WHAT IS NEEDED
Which of the lines in the data mention the string "pendant"? List them all.

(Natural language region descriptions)
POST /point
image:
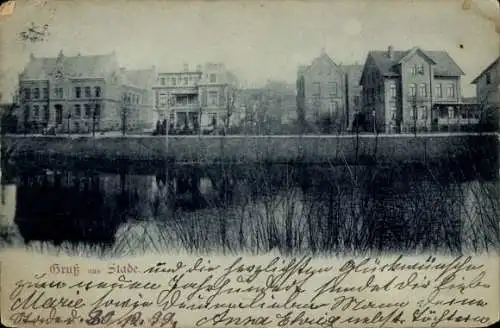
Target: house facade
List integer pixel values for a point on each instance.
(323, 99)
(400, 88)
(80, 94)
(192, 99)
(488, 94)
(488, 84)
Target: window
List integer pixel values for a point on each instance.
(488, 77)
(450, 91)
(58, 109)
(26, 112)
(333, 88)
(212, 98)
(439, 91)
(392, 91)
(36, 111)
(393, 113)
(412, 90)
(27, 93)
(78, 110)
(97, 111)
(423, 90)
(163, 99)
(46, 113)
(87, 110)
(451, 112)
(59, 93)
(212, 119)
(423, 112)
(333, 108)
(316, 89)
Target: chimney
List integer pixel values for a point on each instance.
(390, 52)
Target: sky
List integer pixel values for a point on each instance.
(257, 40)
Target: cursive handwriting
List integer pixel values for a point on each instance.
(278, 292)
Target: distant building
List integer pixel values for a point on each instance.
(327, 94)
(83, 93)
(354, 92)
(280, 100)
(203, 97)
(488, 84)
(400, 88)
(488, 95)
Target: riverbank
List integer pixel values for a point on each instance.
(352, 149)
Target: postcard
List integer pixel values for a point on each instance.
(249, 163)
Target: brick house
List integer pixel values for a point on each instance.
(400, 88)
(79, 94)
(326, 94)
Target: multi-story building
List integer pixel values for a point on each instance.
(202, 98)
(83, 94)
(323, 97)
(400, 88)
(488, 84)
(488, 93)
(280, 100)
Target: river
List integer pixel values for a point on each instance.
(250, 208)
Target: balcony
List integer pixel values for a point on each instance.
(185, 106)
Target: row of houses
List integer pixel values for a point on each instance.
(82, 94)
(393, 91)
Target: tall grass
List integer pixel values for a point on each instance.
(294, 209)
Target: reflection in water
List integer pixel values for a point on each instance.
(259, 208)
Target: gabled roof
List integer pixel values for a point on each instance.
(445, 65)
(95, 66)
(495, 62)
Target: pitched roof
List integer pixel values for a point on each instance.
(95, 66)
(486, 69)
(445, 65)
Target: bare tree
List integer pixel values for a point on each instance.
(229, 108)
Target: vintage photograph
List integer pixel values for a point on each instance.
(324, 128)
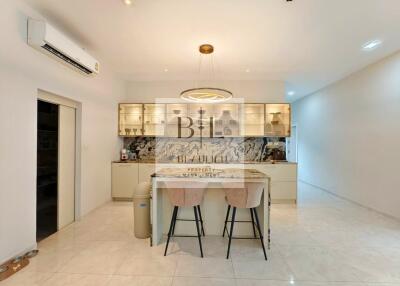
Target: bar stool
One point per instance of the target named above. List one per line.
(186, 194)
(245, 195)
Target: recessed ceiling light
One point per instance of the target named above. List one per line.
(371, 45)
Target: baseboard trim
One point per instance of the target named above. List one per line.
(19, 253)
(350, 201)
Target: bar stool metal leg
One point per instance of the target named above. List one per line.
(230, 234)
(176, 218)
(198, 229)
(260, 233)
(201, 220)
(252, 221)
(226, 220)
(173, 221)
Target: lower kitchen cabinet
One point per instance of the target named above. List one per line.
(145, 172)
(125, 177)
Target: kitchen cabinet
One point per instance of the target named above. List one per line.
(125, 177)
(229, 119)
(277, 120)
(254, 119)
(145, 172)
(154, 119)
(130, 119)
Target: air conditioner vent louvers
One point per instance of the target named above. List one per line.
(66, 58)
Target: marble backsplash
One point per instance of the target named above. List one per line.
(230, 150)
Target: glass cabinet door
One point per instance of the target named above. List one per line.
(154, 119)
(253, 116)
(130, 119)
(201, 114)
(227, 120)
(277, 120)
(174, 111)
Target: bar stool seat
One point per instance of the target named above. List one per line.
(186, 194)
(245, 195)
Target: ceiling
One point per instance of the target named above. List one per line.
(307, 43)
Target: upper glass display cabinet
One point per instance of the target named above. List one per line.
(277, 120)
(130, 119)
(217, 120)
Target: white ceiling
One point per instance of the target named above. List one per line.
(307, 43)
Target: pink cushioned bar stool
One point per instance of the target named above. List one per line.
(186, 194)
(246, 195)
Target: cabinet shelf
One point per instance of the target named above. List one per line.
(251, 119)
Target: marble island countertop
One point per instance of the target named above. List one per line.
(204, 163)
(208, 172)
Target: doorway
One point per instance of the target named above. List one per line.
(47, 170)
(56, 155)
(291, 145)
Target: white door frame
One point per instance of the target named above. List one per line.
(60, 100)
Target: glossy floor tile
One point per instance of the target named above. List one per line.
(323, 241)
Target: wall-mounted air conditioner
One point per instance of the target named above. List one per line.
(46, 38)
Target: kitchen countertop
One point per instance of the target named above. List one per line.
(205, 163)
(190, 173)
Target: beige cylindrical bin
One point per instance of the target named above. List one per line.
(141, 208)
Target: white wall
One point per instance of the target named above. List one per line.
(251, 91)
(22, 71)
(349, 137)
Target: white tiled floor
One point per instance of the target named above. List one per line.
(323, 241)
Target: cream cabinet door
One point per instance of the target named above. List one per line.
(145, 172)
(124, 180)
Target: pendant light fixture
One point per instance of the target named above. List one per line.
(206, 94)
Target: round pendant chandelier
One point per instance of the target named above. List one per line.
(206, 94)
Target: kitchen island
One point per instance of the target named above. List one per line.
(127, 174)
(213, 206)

RESULT OF THIS TASK
Target: pendant light fixture
Target: round pendant chandelier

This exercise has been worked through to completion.